### Source document
□ □ □ □

The Internet connects computers around the world, and these devices have transformed over the years. From giant systems that fill an entire room, to the Internet of Things, the Internet also connects us with cyber criminals; unfortunately, you will be a target of their activities, frequently without being aware.
Now that practically every device we use – from printers to thermostats to medical equipment – is connected to the Internet, the security of ‘things’ has become a scarily large topic. In fact, by 2020, 26 billion objects will be connected to the internet. Unless we can quickly adapt to the Internet of Things, the next compromise will likely be on a massive scale and could affect the most intimate levels of our lives.
Today you may tend to the security of maybe several devices. However, with the Internet of Things, you will add your car, all of the home and even wearable devices. These talented bad guys will find a way to compromise the system and then you will need an update. Most people will never update these Internet of Things devices and herein lies the real issue. Securing a system is about constantly being able to adapt to the changing threat environment. We have a hard enough time updating all our current applications, now add 30 more devices from 10 different vendors and you see the problem.

□ □ □ □

Region pointing data:
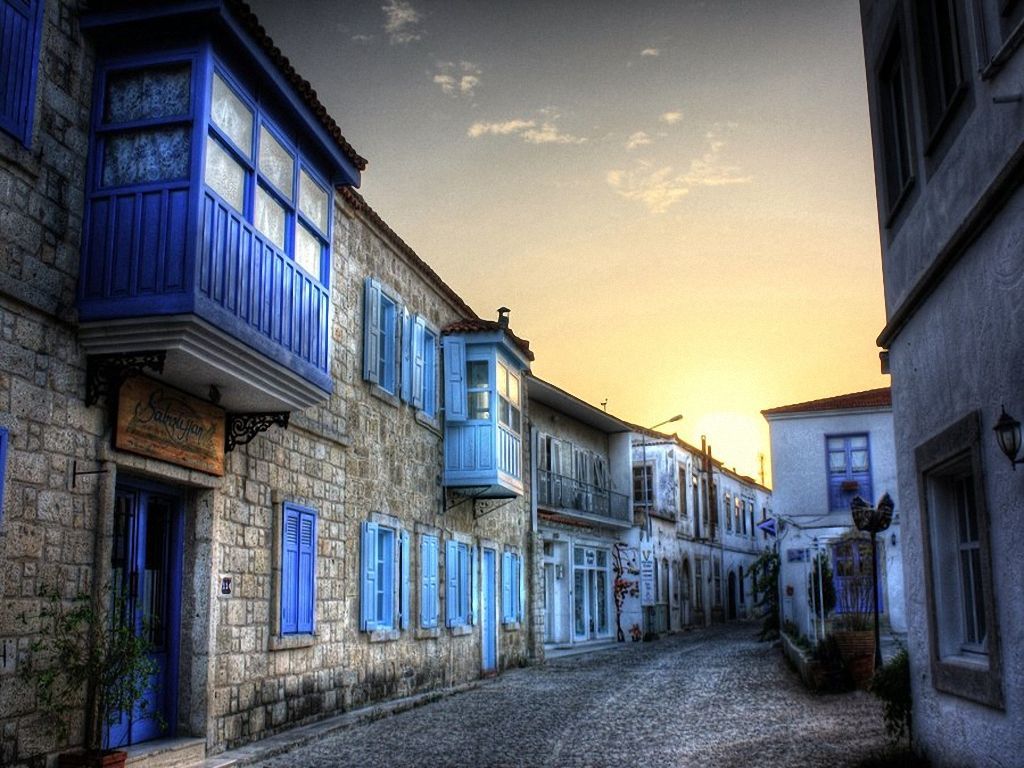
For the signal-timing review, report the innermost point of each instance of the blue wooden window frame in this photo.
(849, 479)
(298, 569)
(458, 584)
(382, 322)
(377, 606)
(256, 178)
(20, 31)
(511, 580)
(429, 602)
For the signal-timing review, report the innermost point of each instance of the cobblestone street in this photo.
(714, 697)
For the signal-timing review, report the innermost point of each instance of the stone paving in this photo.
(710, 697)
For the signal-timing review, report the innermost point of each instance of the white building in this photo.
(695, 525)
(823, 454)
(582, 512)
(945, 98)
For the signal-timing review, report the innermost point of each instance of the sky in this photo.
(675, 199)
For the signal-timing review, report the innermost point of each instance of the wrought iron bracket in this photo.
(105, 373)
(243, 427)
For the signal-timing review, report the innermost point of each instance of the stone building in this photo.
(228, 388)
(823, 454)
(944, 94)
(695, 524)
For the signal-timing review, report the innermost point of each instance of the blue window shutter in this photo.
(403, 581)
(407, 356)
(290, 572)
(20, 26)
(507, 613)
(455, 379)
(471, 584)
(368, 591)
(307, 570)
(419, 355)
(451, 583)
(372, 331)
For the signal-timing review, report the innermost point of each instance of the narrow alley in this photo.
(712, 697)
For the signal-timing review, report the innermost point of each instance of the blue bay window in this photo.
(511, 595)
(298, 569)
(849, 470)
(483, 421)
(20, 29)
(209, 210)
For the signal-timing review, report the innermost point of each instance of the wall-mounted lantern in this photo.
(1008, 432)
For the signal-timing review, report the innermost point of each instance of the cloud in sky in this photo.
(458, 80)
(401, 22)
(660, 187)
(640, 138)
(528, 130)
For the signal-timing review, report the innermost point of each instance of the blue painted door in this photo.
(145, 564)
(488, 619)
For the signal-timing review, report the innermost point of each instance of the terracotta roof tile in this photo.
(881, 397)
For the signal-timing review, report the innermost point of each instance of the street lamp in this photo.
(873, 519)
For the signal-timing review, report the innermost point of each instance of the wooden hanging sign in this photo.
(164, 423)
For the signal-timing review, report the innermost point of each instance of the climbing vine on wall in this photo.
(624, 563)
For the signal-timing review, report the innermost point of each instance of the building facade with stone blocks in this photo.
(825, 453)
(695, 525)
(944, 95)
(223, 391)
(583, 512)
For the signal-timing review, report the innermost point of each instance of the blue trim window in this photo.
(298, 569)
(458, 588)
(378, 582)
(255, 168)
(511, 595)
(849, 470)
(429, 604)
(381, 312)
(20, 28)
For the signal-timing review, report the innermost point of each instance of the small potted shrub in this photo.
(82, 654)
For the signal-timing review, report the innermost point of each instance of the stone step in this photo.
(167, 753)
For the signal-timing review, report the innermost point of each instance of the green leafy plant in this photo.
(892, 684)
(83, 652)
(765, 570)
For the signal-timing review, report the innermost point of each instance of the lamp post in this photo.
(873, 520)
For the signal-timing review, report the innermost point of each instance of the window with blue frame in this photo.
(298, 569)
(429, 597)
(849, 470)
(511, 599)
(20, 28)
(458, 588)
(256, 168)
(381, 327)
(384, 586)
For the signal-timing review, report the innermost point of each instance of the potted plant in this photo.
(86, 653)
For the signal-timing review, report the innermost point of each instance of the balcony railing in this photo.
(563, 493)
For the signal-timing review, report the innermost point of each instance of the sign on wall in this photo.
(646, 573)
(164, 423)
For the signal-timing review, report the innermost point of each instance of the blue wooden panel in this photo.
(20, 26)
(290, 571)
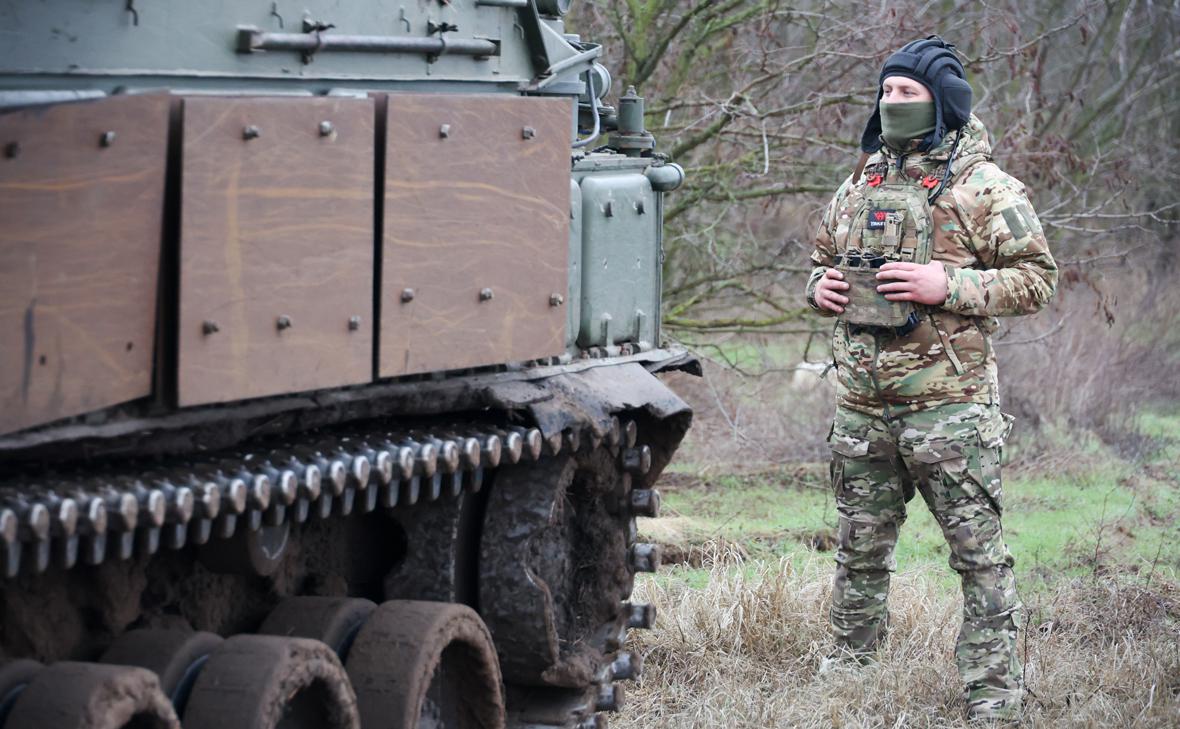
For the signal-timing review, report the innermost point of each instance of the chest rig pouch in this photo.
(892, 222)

□ □ □ □

### Exercise tasks
**A.** List every number written in digits in the text on Internet of Things security, in the order they appear.
**B.** Retype the passage of the text on Internet of Things security starting with "Today you may" and going on through "see the problem.".

### Written responses
**A.** 2020, 26 billion, 30, 10

**B.**
Today you may tend to the security of maybe several devices. However, with the Internet of Things, you will add your car, all of the home and even wearable devices. These talented bad guys will find a way to compromise the system and then you will need an update. Most people will never update these Internet of Things devices and herein lies the real issue. Securing a system is about constantly being able to adapt to the changing threat environment. We have a hard enough time updating all our current applications, now add 30 more devices from 10 different vendors and you see the problem.